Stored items
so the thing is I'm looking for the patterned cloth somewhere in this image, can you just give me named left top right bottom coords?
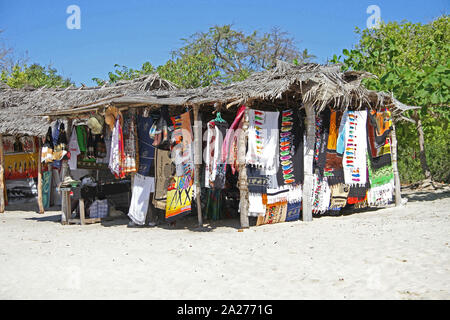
left=246, top=109, right=279, bottom=175
left=89, top=199, right=109, bottom=218
left=324, top=110, right=345, bottom=186
left=122, top=112, right=138, bottom=174
left=165, top=174, right=193, bottom=222
left=109, top=117, right=126, bottom=179
left=221, top=105, right=246, bottom=174
left=285, top=201, right=301, bottom=222
left=137, top=115, right=155, bottom=176
left=311, top=174, right=331, bottom=214
left=205, top=119, right=228, bottom=189
left=256, top=202, right=287, bottom=226
left=367, top=109, right=393, bottom=170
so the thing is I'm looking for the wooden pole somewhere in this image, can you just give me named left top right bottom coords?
left=37, top=137, right=44, bottom=214
left=192, top=105, right=203, bottom=227
left=0, top=134, right=5, bottom=213
left=301, top=102, right=315, bottom=222
left=391, top=123, right=402, bottom=206
left=238, top=108, right=250, bottom=228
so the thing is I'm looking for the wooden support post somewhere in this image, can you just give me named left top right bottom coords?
left=79, top=198, right=86, bottom=225
left=238, top=108, right=250, bottom=228
left=37, top=137, right=44, bottom=214
left=192, top=105, right=203, bottom=227
left=391, top=123, right=402, bottom=206
left=302, top=102, right=315, bottom=222
left=0, top=134, right=5, bottom=213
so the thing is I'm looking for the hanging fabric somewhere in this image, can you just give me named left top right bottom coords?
left=122, top=112, right=138, bottom=174
left=53, top=122, right=68, bottom=161
left=109, top=116, right=125, bottom=179
left=170, top=111, right=194, bottom=177
left=246, top=109, right=279, bottom=174
left=128, top=173, right=155, bottom=225
left=41, top=127, right=54, bottom=163
left=221, top=105, right=246, bottom=174
left=153, top=148, right=172, bottom=210
left=367, top=109, right=393, bottom=170
left=205, top=118, right=228, bottom=188
left=149, top=105, right=172, bottom=150
left=137, top=114, right=155, bottom=176
left=68, top=128, right=80, bottom=170
left=311, top=174, right=331, bottom=214
left=324, top=110, right=345, bottom=186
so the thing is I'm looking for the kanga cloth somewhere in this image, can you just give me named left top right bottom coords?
left=122, top=112, right=139, bottom=174
left=246, top=109, right=279, bottom=175
left=342, top=110, right=368, bottom=186
left=109, top=117, right=126, bottom=179
left=128, top=173, right=155, bottom=225
left=170, top=111, right=194, bottom=177
left=324, top=111, right=345, bottom=186
left=256, top=202, right=287, bottom=226
left=367, top=109, right=393, bottom=170
left=137, top=114, right=155, bottom=176
left=221, top=105, right=246, bottom=174
left=153, top=148, right=172, bottom=210
left=276, top=108, right=304, bottom=187
left=42, top=170, right=52, bottom=209
left=205, top=119, right=229, bottom=189
left=165, top=173, right=194, bottom=222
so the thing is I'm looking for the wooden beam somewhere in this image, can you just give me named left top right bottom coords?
left=391, top=123, right=402, bottom=206
left=0, top=134, right=5, bottom=213
left=301, top=102, right=315, bottom=222
left=192, top=105, right=203, bottom=227
left=238, top=108, right=250, bottom=228
left=37, top=137, right=44, bottom=214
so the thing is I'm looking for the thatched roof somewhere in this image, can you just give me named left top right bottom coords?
left=45, top=61, right=418, bottom=118
left=0, top=74, right=177, bottom=137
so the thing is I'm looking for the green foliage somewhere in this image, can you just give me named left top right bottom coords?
left=332, top=15, right=450, bottom=183
left=92, top=62, right=156, bottom=86
left=1, top=63, right=73, bottom=88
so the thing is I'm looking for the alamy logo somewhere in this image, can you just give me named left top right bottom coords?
left=66, top=5, right=81, bottom=30
left=366, top=5, right=381, bottom=29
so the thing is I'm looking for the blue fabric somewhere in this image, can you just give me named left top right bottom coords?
left=336, top=111, right=347, bottom=155
left=52, top=121, right=61, bottom=169
left=285, top=201, right=301, bottom=222
left=137, top=115, right=155, bottom=176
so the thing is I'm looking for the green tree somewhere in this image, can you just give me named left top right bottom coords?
left=1, top=63, right=73, bottom=88
left=331, top=15, right=450, bottom=183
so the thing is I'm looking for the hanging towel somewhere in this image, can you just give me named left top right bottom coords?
left=342, top=110, right=368, bottom=186
left=324, top=111, right=345, bottom=186
left=205, top=119, right=228, bottom=188
left=128, top=173, right=155, bottom=225
left=246, top=109, right=279, bottom=175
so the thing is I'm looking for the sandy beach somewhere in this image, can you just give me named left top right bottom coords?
left=0, top=189, right=449, bottom=300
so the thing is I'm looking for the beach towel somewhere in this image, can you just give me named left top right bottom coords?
left=165, top=174, right=193, bottom=222
left=324, top=110, right=345, bottom=186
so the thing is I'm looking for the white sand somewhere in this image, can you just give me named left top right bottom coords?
left=0, top=190, right=449, bottom=300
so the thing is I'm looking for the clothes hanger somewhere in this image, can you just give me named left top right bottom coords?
left=214, top=111, right=226, bottom=123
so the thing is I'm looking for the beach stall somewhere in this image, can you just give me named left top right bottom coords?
left=40, top=61, right=418, bottom=229
left=0, top=75, right=177, bottom=215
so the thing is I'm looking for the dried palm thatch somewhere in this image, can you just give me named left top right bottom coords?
left=0, top=74, right=177, bottom=137
left=46, top=61, right=418, bottom=117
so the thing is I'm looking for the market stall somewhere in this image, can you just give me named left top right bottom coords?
left=39, top=62, right=418, bottom=229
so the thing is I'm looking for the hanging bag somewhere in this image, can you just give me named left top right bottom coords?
left=149, top=105, right=172, bottom=150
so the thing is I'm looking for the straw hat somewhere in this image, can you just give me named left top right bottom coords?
left=87, top=113, right=104, bottom=135
left=104, top=106, right=120, bottom=131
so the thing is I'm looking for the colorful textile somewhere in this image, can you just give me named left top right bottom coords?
left=205, top=188, right=223, bottom=220
left=367, top=109, right=393, bottom=169
left=170, top=111, right=194, bottom=177
left=342, top=110, right=368, bottom=186
left=276, top=108, right=304, bottom=187
left=285, top=201, right=301, bottom=222
left=314, top=109, right=330, bottom=178
left=221, top=105, right=246, bottom=173
left=205, top=119, right=228, bottom=188
left=247, top=166, right=268, bottom=194
left=256, top=202, right=287, bottom=226
left=324, top=111, right=345, bottom=186
left=122, top=112, right=138, bottom=174
left=312, top=174, right=331, bottom=214
left=41, top=127, right=54, bottom=163
left=329, top=183, right=349, bottom=209
left=165, top=174, right=193, bottom=221
left=108, top=117, right=126, bottom=179
left=246, top=109, right=279, bottom=175
left=137, top=115, right=155, bottom=176
left=128, top=173, right=155, bottom=225
left=367, top=151, right=394, bottom=206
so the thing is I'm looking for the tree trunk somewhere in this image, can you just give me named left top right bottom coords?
left=413, top=111, right=432, bottom=181
left=0, top=134, right=5, bottom=213
left=192, top=105, right=203, bottom=227
left=301, top=102, right=315, bottom=222
left=390, top=123, right=402, bottom=206
left=238, top=108, right=250, bottom=228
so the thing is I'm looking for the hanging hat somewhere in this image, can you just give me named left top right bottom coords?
left=87, top=113, right=104, bottom=135
left=104, top=106, right=119, bottom=131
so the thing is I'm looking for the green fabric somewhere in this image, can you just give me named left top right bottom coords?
left=76, top=126, right=87, bottom=152
left=367, top=152, right=394, bottom=187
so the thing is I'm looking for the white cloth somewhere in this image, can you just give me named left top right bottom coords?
left=246, top=109, right=279, bottom=175
left=312, top=175, right=331, bottom=214
left=109, top=119, right=121, bottom=177
left=342, top=110, right=368, bottom=186
left=248, top=193, right=266, bottom=217
left=68, top=129, right=80, bottom=170
left=204, top=120, right=221, bottom=188
left=128, top=173, right=155, bottom=225
left=368, top=179, right=394, bottom=206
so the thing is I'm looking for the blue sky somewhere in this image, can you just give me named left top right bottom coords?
left=0, top=0, right=448, bottom=86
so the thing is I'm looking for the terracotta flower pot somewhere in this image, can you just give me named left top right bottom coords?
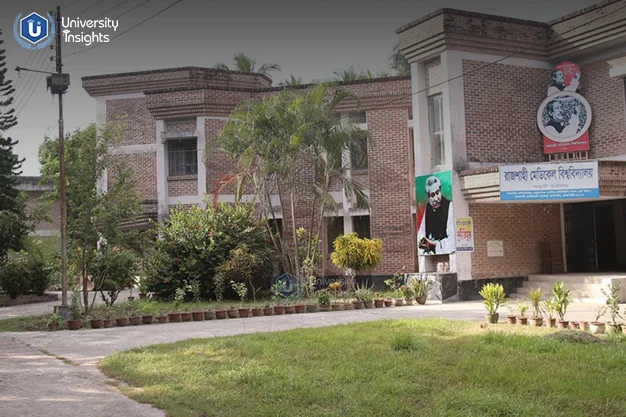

## [Task item]
Pictures stay out of the copy. Reproduce exactly the lines from the one containing "so the thing is I'm looking for the white cloth" through the last line of the records above, both included.

## [Your response]
so the thing is I'm looking for the white cloth somewhere in this image, can you just give me named left top right bottom coords?
left=246, top=109, right=279, bottom=175
left=312, top=175, right=331, bottom=214
left=109, top=119, right=121, bottom=177
left=342, top=110, right=368, bottom=186
left=248, top=193, right=266, bottom=217
left=68, top=129, right=80, bottom=170
left=204, top=120, right=221, bottom=188
left=128, top=173, right=155, bottom=225
left=368, top=179, right=394, bottom=206
so the thing is I'm looking for the blue sky somewhere in this image, can you just give me named left top right bottom coords?
left=0, top=0, right=448, bottom=86
so the thing is I'm looking for the terracotta flower pot somewhere in this image, can you just give me named left top right bottom coords?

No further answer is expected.